Assigned task: Here are some records; quote them exactly, leaving out the pictures.

╭─ The input

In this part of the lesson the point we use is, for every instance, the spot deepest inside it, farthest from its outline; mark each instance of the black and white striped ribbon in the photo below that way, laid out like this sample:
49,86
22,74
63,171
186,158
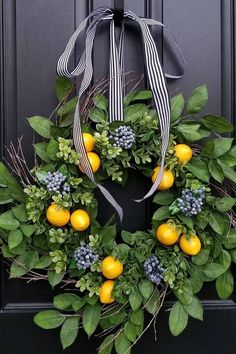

╰─

Answer to the exercise:
In this part of the lesson the point we use is, for every instance, the spot deepest inside it, farthest from its outline; mark each instance of the black and white striped ribbon in the photo below that way, laid out like this sample:
49,86
22,74
63,171
186,158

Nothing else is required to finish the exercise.